Assignment:
Could you restate, exactly and with nothing added, the lines from the start of the data through the line that holds "[ ] locate the white window pane", leaving the pictures out?

Exercise material:

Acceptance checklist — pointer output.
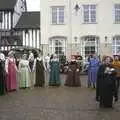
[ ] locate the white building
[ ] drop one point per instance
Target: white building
(10, 12)
(80, 26)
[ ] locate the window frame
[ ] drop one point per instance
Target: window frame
(58, 19)
(90, 16)
(116, 10)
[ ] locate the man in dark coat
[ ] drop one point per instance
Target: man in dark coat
(106, 84)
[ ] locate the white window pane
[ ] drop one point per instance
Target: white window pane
(89, 13)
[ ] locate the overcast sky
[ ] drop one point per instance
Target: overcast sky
(33, 5)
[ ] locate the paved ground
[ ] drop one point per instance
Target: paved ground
(55, 103)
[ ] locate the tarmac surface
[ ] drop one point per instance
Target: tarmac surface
(55, 103)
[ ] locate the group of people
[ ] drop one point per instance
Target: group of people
(104, 75)
(31, 71)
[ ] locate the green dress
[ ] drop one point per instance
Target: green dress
(54, 73)
(24, 81)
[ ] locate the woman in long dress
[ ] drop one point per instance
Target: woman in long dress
(73, 77)
(24, 70)
(116, 64)
(92, 71)
(39, 68)
(2, 74)
(11, 70)
(106, 88)
(54, 79)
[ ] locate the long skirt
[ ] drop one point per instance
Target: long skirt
(11, 78)
(92, 76)
(25, 78)
(39, 75)
(2, 80)
(73, 79)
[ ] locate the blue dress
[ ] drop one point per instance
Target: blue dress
(92, 71)
(54, 73)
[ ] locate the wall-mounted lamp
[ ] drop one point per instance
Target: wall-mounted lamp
(75, 38)
(76, 7)
(106, 38)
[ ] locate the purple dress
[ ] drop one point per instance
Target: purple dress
(11, 77)
(92, 72)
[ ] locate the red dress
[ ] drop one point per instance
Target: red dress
(11, 76)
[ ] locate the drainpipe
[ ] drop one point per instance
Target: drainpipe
(70, 24)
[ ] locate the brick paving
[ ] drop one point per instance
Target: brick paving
(55, 103)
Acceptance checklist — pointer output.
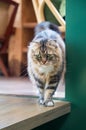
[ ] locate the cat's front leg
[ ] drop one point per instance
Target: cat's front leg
(48, 101)
(41, 96)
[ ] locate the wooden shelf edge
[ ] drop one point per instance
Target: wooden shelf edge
(28, 114)
(29, 25)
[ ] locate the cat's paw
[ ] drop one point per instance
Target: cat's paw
(49, 103)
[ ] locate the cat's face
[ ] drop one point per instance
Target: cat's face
(46, 53)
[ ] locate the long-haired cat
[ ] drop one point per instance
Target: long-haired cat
(46, 61)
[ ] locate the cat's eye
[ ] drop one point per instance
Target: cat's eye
(38, 57)
(50, 56)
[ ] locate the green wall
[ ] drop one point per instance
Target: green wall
(76, 69)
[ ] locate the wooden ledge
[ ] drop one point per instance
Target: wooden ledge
(24, 113)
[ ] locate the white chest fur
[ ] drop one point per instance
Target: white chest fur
(46, 69)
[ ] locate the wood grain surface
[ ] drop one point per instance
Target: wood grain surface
(24, 113)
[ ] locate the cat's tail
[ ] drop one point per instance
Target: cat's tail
(46, 25)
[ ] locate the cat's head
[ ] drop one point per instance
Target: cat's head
(45, 52)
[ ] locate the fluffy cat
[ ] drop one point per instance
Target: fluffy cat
(46, 61)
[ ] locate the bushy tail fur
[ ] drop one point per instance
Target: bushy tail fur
(46, 25)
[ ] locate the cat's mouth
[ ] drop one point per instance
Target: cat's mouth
(46, 69)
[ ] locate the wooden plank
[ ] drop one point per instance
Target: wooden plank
(24, 113)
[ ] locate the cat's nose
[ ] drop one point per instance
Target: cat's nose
(43, 60)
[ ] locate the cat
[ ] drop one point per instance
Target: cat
(46, 61)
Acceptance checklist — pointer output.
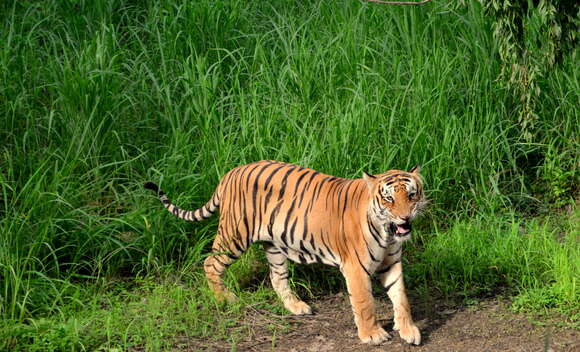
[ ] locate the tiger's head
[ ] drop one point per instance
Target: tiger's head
(396, 198)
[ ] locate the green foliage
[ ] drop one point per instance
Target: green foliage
(476, 257)
(532, 37)
(98, 96)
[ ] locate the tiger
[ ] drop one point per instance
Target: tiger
(299, 214)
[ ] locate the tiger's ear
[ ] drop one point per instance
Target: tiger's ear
(369, 179)
(415, 169)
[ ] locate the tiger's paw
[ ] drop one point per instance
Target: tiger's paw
(298, 308)
(375, 336)
(409, 333)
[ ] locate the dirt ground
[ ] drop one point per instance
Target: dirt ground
(488, 326)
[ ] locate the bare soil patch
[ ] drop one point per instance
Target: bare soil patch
(488, 326)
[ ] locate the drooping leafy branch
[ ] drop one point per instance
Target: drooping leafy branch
(533, 36)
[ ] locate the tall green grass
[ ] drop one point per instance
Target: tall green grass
(98, 96)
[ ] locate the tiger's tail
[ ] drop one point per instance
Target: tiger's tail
(202, 213)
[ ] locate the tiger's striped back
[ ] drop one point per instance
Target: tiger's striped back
(303, 215)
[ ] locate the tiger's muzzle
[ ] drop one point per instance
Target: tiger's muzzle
(400, 230)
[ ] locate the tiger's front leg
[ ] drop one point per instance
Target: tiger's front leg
(392, 280)
(363, 306)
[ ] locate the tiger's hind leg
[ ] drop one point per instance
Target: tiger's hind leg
(277, 261)
(216, 264)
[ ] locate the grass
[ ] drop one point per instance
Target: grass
(98, 96)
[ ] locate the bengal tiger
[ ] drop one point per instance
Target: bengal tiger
(357, 225)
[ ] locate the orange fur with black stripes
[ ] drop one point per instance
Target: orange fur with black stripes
(357, 225)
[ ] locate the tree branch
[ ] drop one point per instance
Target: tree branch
(399, 2)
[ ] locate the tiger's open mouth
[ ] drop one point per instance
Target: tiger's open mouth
(401, 230)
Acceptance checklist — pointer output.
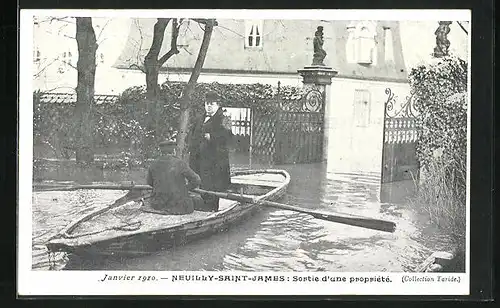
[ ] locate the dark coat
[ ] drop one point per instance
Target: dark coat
(210, 158)
(168, 175)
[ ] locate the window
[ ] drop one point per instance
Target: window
(253, 33)
(361, 43)
(36, 55)
(351, 44)
(362, 108)
(388, 45)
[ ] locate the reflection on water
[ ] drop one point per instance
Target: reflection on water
(278, 240)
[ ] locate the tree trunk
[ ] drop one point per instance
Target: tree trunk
(151, 64)
(185, 105)
(86, 66)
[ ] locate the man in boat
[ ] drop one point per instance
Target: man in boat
(168, 176)
(209, 149)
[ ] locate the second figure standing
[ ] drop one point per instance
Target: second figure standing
(209, 149)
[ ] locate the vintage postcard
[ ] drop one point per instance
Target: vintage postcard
(244, 152)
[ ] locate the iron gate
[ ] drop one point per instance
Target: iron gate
(292, 131)
(400, 135)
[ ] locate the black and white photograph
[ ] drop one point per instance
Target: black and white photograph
(244, 152)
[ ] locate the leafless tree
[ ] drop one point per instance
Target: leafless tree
(86, 66)
(185, 102)
(153, 62)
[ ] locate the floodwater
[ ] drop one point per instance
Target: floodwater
(270, 240)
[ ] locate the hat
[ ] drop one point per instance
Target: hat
(168, 143)
(211, 96)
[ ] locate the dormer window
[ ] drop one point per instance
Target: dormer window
(36, 55)
(361, 43)
(253, 30)
(388, 45)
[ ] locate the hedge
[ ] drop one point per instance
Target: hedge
(440, 93)
(130, 124)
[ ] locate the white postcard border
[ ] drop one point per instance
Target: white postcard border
(87, 282)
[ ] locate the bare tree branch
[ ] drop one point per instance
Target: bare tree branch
(173, 44)
(102, 30)
(212, 22)
(39, 73)
(137, 67)
(463, 28)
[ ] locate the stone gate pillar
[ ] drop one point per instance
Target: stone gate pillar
(319, 78)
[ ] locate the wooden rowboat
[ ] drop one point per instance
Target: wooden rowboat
(128, 228)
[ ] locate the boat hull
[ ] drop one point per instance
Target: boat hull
(150, 241)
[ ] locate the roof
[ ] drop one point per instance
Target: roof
(287, 47)
(68, 98)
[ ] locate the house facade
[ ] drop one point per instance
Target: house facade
(368, 56)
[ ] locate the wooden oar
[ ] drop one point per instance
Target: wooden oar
(358, 221)
(51, 187)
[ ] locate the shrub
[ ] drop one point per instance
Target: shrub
(133, 124)
(441, 98)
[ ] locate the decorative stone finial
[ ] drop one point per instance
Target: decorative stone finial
(442, 42)
(319, 53)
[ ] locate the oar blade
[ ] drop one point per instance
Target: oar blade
(369, 223)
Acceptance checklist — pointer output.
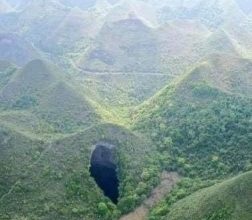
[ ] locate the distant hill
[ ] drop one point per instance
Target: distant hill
(16, 50)
(126, 45)
(39, 88)
(202, 117)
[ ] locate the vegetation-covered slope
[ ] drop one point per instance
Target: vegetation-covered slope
(51, 179)
(204, 126)
(229, 200)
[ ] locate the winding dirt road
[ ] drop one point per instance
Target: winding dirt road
(168, 181)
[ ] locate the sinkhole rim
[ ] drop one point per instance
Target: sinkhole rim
(103, 169)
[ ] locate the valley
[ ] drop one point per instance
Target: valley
(125, 110)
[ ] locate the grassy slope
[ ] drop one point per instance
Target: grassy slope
(201, 124)
(51, 179)
(229, 200)
(40, 91)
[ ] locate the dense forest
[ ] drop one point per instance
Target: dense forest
(125, 110)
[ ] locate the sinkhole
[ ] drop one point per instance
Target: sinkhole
(104, 170)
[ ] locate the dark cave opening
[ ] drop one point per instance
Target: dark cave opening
(104, 170)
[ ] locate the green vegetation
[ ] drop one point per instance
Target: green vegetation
(229, 200)
(168, 83)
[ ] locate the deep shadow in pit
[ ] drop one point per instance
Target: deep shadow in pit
(103, 170)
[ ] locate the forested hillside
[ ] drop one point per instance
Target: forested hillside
(102, 99)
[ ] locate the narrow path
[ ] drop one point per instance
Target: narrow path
(168, 180)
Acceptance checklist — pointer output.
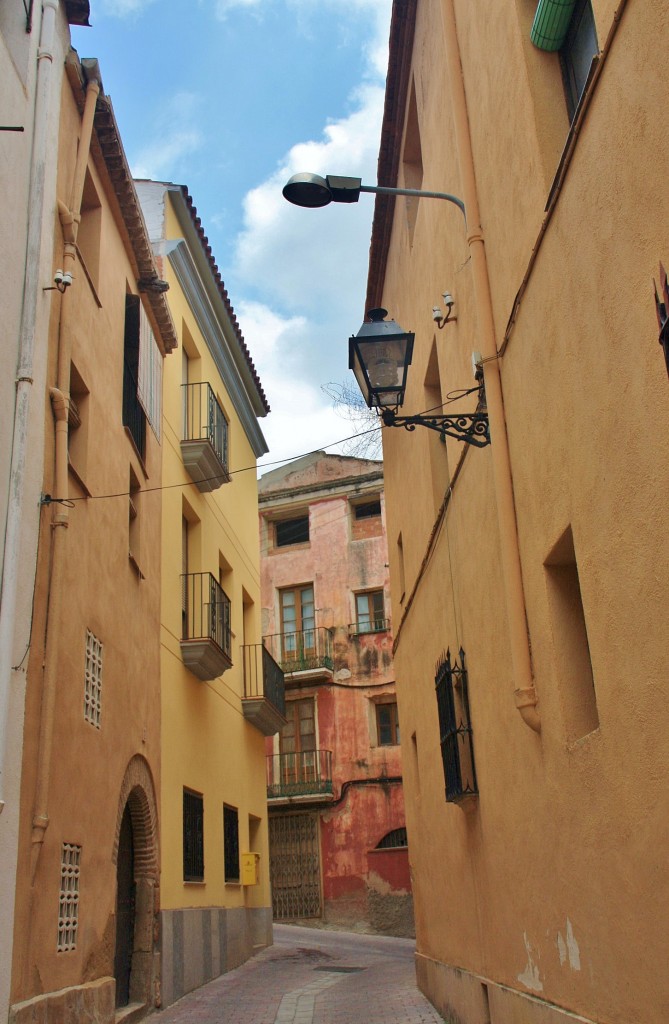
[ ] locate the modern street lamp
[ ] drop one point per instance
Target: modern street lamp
(311, 190)
(380, 355)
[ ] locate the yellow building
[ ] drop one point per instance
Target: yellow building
(87, 880)
(536, 568)
(215, 902)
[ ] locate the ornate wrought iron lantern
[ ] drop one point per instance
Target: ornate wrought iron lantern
(380, 355)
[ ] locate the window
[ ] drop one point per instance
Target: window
(578, 694)
(366, 510)
(291, 531)
(194, 842)
(387, 725)
(69, 897)
(232, 844)
(93, 680)
(455, 730)
(370, 611)
(133, 415)
(395, 840)
(577, 53)
(297, 623)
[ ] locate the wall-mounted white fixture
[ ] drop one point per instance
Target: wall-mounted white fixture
(442, 318)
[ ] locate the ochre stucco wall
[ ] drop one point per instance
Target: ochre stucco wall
(549, 882)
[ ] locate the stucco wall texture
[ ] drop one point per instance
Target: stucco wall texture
(545, 897)
(361, 887)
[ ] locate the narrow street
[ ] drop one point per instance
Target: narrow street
(310, 976)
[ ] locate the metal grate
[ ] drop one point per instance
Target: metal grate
(69, 897)
(232, 844)
(295, 866)
(194, 845)
(93, 680)
(455, 728)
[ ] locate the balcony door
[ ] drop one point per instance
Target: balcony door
(297, 743)
(298, 625)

Result of the task:
Acceptance checklist — pointer output.
[ ] locate the white building
[ ] drop one point per instance
Target: white building
(10, 12)
(80, 26)
[ ] locate the window frame
[ ] drop one point per instance
Target: window frame
(58, 19)
(90, 16)
(116, 10)
[ ] locate the man in dark coat
[ ] drop one point per instance
Target: man in dark coat
(106, 84)
[ ] locate the white window pane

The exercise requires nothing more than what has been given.